— start of Extracted records —

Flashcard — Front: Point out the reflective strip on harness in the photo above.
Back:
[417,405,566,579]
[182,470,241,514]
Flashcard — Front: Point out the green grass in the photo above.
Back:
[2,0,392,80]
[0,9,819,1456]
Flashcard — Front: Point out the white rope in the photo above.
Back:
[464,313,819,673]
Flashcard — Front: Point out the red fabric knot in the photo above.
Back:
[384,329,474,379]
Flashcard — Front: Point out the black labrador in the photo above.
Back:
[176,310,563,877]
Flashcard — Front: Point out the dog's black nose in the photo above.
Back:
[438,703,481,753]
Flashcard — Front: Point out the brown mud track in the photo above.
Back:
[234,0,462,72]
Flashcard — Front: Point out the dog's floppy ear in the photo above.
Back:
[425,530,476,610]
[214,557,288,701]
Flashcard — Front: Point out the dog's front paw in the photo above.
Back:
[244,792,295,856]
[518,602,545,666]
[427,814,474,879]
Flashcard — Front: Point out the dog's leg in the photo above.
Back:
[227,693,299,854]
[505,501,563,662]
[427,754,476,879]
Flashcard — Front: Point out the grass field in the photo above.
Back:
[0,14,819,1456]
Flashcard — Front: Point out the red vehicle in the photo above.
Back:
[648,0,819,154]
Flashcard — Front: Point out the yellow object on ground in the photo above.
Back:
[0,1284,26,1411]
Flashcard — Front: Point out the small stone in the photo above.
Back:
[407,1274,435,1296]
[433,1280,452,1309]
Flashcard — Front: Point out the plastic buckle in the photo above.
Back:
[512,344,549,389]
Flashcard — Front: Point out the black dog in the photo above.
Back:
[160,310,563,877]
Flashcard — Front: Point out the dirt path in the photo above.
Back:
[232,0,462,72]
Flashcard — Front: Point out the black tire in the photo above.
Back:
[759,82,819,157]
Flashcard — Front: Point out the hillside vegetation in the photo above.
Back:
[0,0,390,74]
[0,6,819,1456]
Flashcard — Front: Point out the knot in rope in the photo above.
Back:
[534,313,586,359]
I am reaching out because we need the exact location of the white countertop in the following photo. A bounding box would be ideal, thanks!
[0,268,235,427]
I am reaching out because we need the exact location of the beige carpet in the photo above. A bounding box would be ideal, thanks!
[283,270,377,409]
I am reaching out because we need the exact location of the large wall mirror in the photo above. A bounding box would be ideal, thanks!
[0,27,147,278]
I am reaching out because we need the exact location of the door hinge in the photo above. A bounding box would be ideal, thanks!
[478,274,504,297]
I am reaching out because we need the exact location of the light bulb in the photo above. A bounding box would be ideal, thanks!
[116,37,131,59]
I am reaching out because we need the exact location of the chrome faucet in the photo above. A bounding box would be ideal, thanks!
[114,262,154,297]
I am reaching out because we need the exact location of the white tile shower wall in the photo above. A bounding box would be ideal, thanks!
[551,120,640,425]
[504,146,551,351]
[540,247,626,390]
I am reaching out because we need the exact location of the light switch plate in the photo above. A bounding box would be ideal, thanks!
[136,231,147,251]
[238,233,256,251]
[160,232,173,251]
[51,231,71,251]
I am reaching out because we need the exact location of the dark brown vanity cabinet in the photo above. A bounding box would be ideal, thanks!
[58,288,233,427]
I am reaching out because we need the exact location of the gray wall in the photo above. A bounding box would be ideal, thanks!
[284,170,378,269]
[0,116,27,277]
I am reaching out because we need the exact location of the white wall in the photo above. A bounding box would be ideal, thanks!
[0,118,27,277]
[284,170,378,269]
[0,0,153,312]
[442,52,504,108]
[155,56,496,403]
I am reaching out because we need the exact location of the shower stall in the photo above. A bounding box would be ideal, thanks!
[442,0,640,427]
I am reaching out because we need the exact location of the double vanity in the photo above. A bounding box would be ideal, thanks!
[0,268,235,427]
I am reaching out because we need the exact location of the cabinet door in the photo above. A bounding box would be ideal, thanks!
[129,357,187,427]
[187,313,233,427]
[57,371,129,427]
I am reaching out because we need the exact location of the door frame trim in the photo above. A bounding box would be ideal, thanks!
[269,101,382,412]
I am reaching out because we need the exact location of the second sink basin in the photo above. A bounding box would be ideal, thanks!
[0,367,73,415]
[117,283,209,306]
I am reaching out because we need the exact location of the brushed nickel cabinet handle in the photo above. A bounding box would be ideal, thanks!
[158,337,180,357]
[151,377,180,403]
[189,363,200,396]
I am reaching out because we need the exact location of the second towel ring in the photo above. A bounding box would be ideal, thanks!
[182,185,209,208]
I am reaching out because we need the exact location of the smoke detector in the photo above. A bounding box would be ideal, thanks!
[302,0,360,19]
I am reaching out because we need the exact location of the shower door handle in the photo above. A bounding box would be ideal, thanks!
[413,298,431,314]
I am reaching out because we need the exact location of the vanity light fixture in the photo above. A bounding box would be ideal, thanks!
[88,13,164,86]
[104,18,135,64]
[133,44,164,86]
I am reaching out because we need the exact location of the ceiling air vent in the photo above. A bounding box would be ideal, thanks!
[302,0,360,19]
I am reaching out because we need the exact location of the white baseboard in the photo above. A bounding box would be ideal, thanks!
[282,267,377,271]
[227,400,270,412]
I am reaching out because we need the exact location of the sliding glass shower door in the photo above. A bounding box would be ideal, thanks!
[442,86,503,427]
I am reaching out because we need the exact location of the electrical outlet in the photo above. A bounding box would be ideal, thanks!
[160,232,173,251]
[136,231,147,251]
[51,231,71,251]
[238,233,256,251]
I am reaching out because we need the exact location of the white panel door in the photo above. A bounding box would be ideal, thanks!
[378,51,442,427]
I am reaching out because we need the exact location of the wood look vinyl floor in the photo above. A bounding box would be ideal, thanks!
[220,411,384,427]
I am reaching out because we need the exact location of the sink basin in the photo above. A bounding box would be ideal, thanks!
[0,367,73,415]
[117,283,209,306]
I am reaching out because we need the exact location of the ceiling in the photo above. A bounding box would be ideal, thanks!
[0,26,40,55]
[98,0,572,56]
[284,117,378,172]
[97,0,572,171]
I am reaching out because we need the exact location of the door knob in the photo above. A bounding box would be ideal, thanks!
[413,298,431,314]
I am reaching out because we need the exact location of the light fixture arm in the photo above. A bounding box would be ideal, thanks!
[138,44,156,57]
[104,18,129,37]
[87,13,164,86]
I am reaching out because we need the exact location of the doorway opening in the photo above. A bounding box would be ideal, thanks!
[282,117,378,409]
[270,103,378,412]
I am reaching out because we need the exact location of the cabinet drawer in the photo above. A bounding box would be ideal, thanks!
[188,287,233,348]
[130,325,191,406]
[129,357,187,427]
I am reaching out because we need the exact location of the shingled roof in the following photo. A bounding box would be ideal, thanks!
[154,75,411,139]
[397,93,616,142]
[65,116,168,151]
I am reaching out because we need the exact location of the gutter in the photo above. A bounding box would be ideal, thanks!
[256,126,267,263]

— end of Extracted records —

Problem: Reproduce all of the lines above word for word, without changing anything.

The output:
Flashcard — Front: Point out the reflective strip on harness in the photo above.
Back:
[417,405,566,579]
[182,470,241,514]
Flashcard — Front: Point out the green grass in the photo above.
Back:
[2,0,392,80]
[0,9,819,1456]
Flashcard — Front: Point out the white rope in the photo above.
Back:
[464,313,819,673]
Flashcard — Front: Point out the red fabric knot in the photo above.
Back:
[384,329,474,379]
Flashcard — Front: Point out the black labrador in the photo above.
Back:
[176,310,563,877]
Flashcard — Front: Point out the dog's black nose in the photo above.
Back:
[438,703,481,753]
Flashcard — Front: Point out the brown mud track in the photo above.
Back:
[234,0,462,72]
Flashcard — Front: Point out the dog's floppy ear in the photo above.
Back:
[425,530,476,610]
[214,557,288,701]
Flashcard — Front: Point out the dog's front paw in the photo above.
Back:
[244,792,295,856]
[518,602,545,666]
[427,814,474,879]
Flashcard — Front: Point out the dog's leg in the photo above.
Back:
[227,693,299,854]
[505,501,563,662]
[427,754,476,879]
Flashcard — Front: Point out the grass field in the photo above.
Back:
[0,14,819,1456]
Flashcard — Front: Point out the red vehicle in the photo above.
Back:
[648,0,819,154]
Flashcard — Front: Point out the yellow object on ground in the photo above.
Back:
[0,1284,26,1411]
Flashcard — Front: Point out the small stone in the photo above.
Back:
[407,1274,435,1296]
[433,1280,452,1309]
Flashcard — Front: Point out the plastic buckle in the photo above.
Back:
[512,344,549,389]
Flashcard — Front: Point out the black dog in the photo above.
Back:
[160,310,563,877]
Flashcard — Front: Point out the dirt path in the photo above.
Back:
[232,0,462,72]
Flashcard — Front: Point out the black tire in the photo above.
Back:
[759,82,819,157]
Flashcard — Front: Point out the hillside vegetation in the photo above.
Back:
[0,0,390,74]
[0,6,819,1456]
Flashcard — Front: Point out the knot in rope in the photo above.
Back:
[534,313,586,359]
I am reaching out because we need the exact location of the white countertop in the following photo. A bounding box would be ideal, thanks!
[0,268,235,427]
I am reaching out because we need the exact location of the beige carpet in the photo above. A bounding box would be ideal, thanks!
[283,270,377,409]
I am reaching out because we need the exact location of the large wall mirror in the photo above. A bounding box would be ideal, thanks!
[0,27,147,278]
I am reaching out because we need the exact location of the door hinge in the photo above. A bounding box would be ideal, thanks!
[478,274,504,297]
I am reaching out because we need the exact location of the light bulb in the photo above. A bounding box would be ideal, thanks!
[116,37,131,59]
I am reaching out because we need the exact location of the chrome faucet in the photo above. A bounding box would be ideal, thanks!
[114,262,154,297]
I am reaching out because we need the exact location of the white tile shower wall in the photo above. A bounding box would be ideal, thanks!
[551,120,640,425]
[504,146,551,351]
[540,247,626,390]
I am reaching out because we need the exact location of the light switch plate in the photo above. A bounding box would be ideal, thanks!
[136,231,147,251]
[238,233,256,251]
[160,232,173,251]
[51,231,71,251]
I am reaching out because we need the exact location of the dark brown vanity cabinet in the photo above. A bounding box would be ideal, thanks!
[58,288,233,427]
I am reaching out because we need the exact location of the gray wall in the photo above. A bounding box would be ideal, thanks!
[284,170,378,269]
[0,116,27,277]
I am reaching out because we need the exact location of the white wall in the photo above. A bounding box would be ideal, thanks!
[0,118,27,277]
[284,170,378,269]
[0,0,153,312]
[442,52,504,108]
[155,56,496,403]
I am reaching out because we need the exact location of the shower stall in the photo above. A bounding box would be ideal, thanks!
[442,0,640,427]
I am reaching out because we need the exact location of the double vanity in the photo above. A bounding box would be ideal, thanks!
[0,268,235,427]
I am reaching out because we need the exact location of the cabinet door in the photo above. A bounding box would be ideal, thanks!
[129,357,187,427]
[187,313,233,427]
[57,371,129,427]
I am reaching out because we need the exact location of the door frame trim in the photo above. A bounding box would be ideal, thanks!
[269,101,382,412]
I am reaching out because we need the exact location of the second sink basin in the photo above. A bounding box would be ideal, thanks!
[0,367,73,415]
[117,283,209,306]
I am reaching out because we need the exact location of the brushed nickel cabinet handle in the photo above. A bounding box would be ideal, thanks!
[158,337,180,357]
[151,377,180,403]
[189,363,200,396]
I am reaching out because we need the exact location of the second towel ring in the photo above. A bounding box would be ideal, thanks!
[182,185,209,208]
I am reaching out because we need the exact location of the smoke detector in the photo above. A bounding box would be ideal, thanks!
[302,0,360,19]
I am reaching out because we need the exact location of the shower door handle in the photo above. A bounding box would be ideal, thanks!
[413,298,431,314]
I am reaching out because we need the exact location of the vanity light fixture in the photo above. A bounding box would be ideal, thanks!
[88,13,164,86]
[104,18,135,64]
[133,44,164,86]
I am reaching out because we need the exact location of the ceiling air vent in the photo above. A bounding box would be ideal, thanks!
[302,0,360,19]
I am reaching out because we need the exact location of the white baseboard in the photo above. A bounding box would be ideal, thanks!
[282,267,377,271]
[227,400,270,412]
I am reaching out because we need the exact location of the sliding glass shower door in the photo above. A bounding box would be ideal, thanks!
[442,86,503,427]
I am reaching out because we need the exact location of the electrical outlet in the photo above. A bounding box would be ideal, thanks!
[160,232,173,251]
[136,231,147,251]
[51,231,71,251]
[238,233,256,251]
I am reaching out because we need the exact location of the white panel door in the photo above. A bounding box would be ideal, thanks!
[378,51,442,427]
I am reaching out because we need the exact location of the wood look vinyl floor in the photo above. A bounding box would be ideal, thanks!
[220,411,384,427]
I am reaching out because we need the exact location of the sink basin in the photo above. A bounding box would be ideal, thanks!
[0,367,73,415]
[117,283,209,306]
I am reaching out because we need the exact location of the ceiling in the photo above. A bounding box would be ideal, thanks!
[0,26,40,55]
[98,0,572,56]
[284,117,378,172]
[97,0,572,171]
I am reaching out because we need the exact location of the door knob in the photo above. A bounding box would be ideal, thanks!
[413,298,431,314]
I am reaching out because we need the exact location of the light fixture arm in the photo above. A bounding box would be ideal, thanks!
[138,44,156,57]
[104,18,129,37]
[87,13,164,86]
I am reaching out because we need the exact location of the doorway opening in the photo above. A bounding box would be ideal, thanks!
[282,117,378,409]
[270,103,378,412]
I am reaching out because we need the exact location of the cabinet drawer in the photo above. A bounding box would be ideal, thanks!
[188,287,233,348]
[130,325,191,406]
[129,357,187,427]
I am reaching out because we need the exact location of the shingled roof in the following photo. A bounding box would be ideal, thanks!
[154,75,411,139]
[397,93,616,142]
[65,116,168,151]
I am reaching out because we need the exact location of the gutter in the photo above. A bounding box would be ideal, thanks!
[256,126,267,263]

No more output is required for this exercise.